» What you have to do: Pick up the passage on Tsepeneag's return to Romanian literary life and continue it from its last sentence.

After the fall of the communist
regime in Romania, Tsepeneag was able to return to Romanian literary life,
publishing in their original language works that had theretofore existed only
in translation (Vain Art of the Fugue,
The Necessary Nuptials) and
translating into Romanian works he had written in French.(25) He began to write fiction in Romanian once more, embarking on a series of
novels that, for the first time in his work, included “realist” elements
reflecting the social, political, and historical changes occurring in post–Cold
War Europe, in particular the issue of migration (immigration, emigration): the
trilogy Hotel Europa (1996), Pont des Arts (1998), Maramureș (2001), and the two
interrelated novels La Belle Roumaine
(2004) and Camionul bulgar [The Bulgarian Truck] (2010),
all feature journeys back and forth across Europe, between East and West.

» Stored rows:

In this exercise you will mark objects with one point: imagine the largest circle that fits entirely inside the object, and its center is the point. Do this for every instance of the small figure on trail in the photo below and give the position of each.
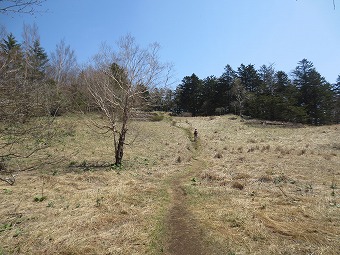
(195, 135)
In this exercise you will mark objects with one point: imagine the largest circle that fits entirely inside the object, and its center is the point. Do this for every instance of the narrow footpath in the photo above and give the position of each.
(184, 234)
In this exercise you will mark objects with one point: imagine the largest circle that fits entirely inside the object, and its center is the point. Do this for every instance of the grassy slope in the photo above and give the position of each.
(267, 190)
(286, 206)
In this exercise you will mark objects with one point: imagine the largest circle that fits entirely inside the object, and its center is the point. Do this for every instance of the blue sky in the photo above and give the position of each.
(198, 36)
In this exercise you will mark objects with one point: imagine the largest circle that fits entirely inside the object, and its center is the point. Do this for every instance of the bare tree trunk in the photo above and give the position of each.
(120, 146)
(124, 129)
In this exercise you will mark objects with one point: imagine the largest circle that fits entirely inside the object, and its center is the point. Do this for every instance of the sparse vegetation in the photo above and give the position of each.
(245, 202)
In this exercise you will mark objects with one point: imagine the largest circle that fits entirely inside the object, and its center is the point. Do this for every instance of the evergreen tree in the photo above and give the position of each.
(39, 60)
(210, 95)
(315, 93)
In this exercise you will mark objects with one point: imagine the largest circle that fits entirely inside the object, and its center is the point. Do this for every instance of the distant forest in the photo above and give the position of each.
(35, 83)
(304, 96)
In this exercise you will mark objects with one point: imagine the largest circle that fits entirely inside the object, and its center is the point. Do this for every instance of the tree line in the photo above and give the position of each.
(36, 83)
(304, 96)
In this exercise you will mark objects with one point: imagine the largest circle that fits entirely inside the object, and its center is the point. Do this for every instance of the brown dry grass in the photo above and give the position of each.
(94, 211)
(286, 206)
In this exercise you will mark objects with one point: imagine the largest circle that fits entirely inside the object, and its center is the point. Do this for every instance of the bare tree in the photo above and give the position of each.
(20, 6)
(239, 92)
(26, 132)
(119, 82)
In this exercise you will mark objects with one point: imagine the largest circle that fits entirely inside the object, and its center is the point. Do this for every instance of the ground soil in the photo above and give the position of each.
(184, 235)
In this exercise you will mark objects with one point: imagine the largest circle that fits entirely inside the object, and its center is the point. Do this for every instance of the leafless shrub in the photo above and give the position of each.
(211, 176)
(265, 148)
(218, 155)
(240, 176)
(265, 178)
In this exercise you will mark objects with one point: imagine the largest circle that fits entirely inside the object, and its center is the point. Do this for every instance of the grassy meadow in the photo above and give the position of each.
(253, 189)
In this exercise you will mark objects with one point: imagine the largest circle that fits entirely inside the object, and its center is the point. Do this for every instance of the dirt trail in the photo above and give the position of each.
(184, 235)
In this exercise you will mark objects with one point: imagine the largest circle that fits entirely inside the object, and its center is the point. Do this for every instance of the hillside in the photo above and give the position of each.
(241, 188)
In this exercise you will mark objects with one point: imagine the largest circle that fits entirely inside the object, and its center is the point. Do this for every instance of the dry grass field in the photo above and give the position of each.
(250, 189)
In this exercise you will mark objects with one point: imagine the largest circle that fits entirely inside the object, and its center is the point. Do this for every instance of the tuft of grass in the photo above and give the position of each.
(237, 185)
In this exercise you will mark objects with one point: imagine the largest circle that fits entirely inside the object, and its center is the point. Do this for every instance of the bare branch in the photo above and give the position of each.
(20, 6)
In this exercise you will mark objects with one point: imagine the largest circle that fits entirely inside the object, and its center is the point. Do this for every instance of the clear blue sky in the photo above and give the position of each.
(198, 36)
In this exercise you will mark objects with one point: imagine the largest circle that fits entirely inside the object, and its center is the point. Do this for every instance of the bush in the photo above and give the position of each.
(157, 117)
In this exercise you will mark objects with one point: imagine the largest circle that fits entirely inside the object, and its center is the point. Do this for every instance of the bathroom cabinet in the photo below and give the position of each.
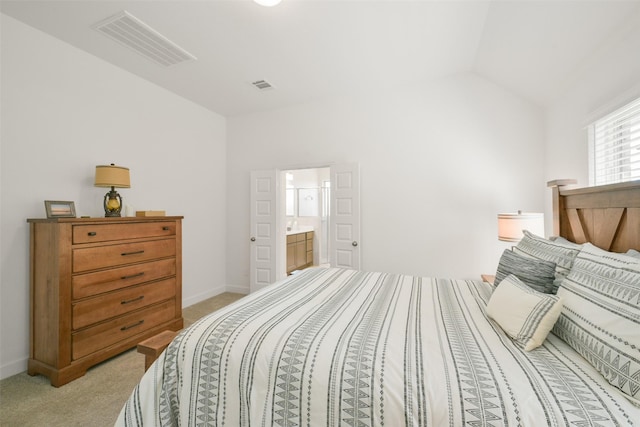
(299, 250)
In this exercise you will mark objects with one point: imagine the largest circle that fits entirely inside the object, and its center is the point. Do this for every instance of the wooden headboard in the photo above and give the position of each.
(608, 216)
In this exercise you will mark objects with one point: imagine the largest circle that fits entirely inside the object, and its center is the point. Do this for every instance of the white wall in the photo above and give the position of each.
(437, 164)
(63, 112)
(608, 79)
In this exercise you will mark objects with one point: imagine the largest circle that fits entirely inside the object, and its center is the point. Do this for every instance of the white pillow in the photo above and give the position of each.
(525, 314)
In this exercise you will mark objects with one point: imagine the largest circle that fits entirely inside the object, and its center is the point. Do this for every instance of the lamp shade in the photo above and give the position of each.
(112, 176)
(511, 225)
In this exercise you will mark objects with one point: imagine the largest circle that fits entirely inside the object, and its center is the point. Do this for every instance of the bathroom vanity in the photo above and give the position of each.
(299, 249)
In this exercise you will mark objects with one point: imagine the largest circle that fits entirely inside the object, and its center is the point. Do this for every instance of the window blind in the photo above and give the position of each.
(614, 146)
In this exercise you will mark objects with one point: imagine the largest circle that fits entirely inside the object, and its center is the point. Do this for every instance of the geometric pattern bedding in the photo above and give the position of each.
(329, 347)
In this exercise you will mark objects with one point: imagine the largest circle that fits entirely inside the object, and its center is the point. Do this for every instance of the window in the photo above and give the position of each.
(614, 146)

» Output of the exercise:
In an
interview for the Tageblatt newspaper
(Luxembourg) after the publication of Hotel
Europa, Tsepeneag says that in the novel he aimed to transcend both
oneirism and realism by merging them within a wider space.(26) However, some critics saw the realistic, documentary elements of Hotel Europa, Tsepeneag’s first new
novel in Romanian for almost two decades, as somehow in “contravention of
canonical oneirism,” making it the first of his books in which “oneirism no
longer lays down the law.”(27) But in fact, Hotel Europa and the
four subsequent novels bring the practice and theory of oneirism to its highest
level of structural complexity and aesthetic sophistication. As we have seen,
in the preface to his translation of Albert Béguin’s L’Âme romantique et le rêve, Tsepeneag argues for an oneiric
textual practice that would draw not on the content of actual dreams prior and
external to the text, but on “the imaginal material provided by the surrounding
reality, since none other exists,” applying to this material the structure and
mechanism of the dream in order to produce an oneiric text.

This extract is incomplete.